# Your goal
Rewrite every line of the items below as a JSON list of strings, one string per line, omitting blank lines and leaving out the pictures.

— Begin Task input —

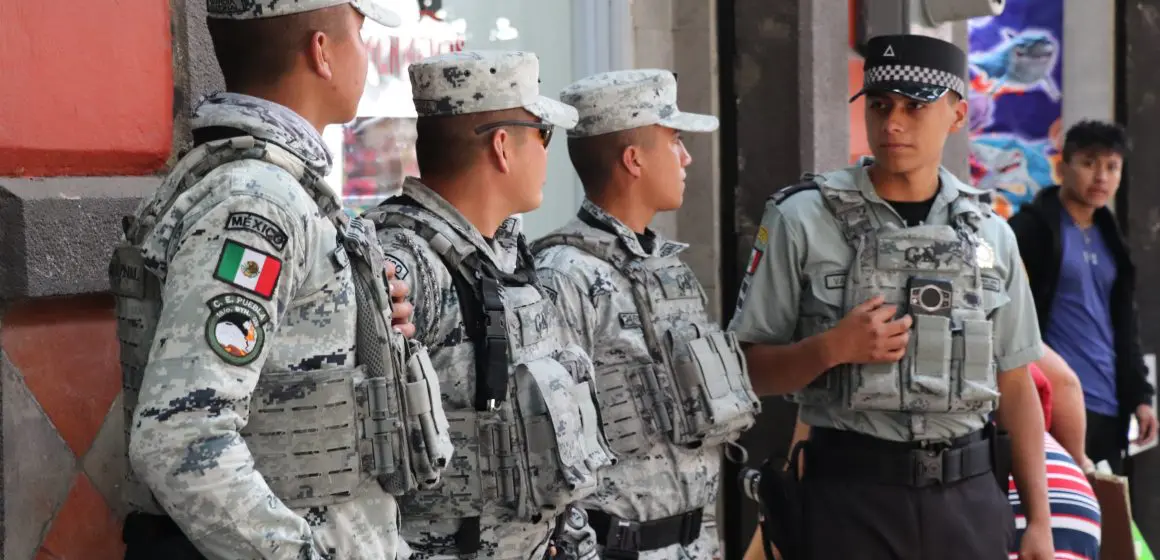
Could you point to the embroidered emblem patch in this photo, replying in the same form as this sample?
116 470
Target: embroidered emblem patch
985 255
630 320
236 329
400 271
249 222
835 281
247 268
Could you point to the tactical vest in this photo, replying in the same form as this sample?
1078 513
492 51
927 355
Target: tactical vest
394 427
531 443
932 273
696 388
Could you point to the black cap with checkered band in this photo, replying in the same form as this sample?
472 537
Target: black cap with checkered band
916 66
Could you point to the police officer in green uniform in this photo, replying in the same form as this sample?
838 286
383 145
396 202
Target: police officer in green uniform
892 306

— End Task input —

# The solution
[
  "Could you point to the embroidered emblem patch in this photo, replying in the same form as this sample?",
  "116 470",
  "Target: embroidered emblem patch",
  "985 255",
  "630 320",
  "236 329",
  "400 271",
  "249 222",
  "835 281",
  "247 268",
  "Could you point to the tactical vest in this photo, replying in the same form as this sample?",
  "1078 513",
  "492 51",
  "927 355",
  "Target: tactical vest",
  "394 427",
  "531 443",
  "932 273",
  "696 388",
  "Could you point to the black cap with checkered band in this photo, replying in the same form as this sample?",
  "472 537",
  "Target: black cap with checkered band",
  "916 66",
  "Could you point to the police officer in green uniform in this photo, replying in the same form as this sample?",
  "838 286",
  "383 145",
  "396 202",
  "Target: police officer in green uniform",
  "892 306"
]